===== Supplied material =====

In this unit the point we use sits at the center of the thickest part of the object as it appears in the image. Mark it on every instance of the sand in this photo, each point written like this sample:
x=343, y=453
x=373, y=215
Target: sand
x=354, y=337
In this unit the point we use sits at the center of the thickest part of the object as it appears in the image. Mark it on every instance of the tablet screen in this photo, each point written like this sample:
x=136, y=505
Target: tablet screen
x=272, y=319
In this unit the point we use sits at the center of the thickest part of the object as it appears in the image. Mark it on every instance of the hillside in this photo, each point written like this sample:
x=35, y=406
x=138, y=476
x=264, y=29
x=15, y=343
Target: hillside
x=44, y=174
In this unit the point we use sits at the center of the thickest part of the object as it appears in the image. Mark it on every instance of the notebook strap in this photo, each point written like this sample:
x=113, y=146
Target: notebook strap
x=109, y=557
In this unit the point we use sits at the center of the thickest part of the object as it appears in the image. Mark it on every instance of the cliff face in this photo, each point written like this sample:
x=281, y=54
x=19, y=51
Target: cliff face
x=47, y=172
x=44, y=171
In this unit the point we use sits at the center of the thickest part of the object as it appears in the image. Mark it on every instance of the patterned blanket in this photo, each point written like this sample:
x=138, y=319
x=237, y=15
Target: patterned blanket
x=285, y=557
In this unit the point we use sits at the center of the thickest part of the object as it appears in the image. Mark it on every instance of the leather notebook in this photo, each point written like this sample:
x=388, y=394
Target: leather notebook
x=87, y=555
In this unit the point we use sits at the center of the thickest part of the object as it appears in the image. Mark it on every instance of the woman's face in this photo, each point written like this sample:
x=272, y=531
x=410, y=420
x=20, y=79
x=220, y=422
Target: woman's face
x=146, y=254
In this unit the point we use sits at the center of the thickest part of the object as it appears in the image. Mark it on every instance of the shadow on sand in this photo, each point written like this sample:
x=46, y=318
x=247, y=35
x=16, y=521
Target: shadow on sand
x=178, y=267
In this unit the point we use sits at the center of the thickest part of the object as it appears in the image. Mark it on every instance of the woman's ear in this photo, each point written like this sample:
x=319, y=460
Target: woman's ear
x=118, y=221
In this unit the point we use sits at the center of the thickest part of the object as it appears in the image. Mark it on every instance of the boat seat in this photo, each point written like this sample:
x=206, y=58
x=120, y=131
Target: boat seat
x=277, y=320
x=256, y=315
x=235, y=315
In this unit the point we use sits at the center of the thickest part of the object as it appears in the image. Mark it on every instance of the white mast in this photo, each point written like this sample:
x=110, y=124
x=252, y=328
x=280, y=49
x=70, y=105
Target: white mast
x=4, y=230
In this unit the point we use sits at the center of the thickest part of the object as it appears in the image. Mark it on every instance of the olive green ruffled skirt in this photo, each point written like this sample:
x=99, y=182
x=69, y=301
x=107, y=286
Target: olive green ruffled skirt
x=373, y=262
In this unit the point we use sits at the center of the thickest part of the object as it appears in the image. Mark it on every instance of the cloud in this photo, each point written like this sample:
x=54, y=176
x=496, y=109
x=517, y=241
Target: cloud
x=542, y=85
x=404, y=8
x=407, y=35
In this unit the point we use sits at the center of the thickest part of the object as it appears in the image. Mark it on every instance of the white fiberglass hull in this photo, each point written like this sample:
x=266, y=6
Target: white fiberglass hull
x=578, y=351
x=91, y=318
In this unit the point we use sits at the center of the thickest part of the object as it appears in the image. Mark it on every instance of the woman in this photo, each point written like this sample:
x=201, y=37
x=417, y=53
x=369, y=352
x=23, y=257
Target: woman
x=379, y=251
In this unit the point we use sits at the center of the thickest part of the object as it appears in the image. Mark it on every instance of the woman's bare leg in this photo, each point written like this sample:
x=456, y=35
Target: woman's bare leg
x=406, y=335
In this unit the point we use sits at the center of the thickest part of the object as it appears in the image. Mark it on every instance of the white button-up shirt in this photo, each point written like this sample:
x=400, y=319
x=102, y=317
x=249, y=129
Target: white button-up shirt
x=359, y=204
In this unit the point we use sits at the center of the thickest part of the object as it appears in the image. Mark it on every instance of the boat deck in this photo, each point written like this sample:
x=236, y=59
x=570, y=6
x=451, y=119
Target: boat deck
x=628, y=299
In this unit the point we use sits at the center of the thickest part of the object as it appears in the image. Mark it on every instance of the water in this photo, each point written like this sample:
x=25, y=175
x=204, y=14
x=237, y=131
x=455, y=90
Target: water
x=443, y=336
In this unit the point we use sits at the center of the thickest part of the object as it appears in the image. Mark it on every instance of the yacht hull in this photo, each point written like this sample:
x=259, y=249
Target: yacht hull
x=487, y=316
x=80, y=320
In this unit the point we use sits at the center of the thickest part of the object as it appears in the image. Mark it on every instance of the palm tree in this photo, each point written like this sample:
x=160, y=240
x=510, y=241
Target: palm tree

=====

**Task statement**
In the records above, find each line that mentions the string "tree", then copy it.

**Response**
In this unit the point we use sits at the center of the thickest part of the object as it appears in the image. Mark it on every instance of the palm tree in this photo, each point written like this sample:
Target: palm tree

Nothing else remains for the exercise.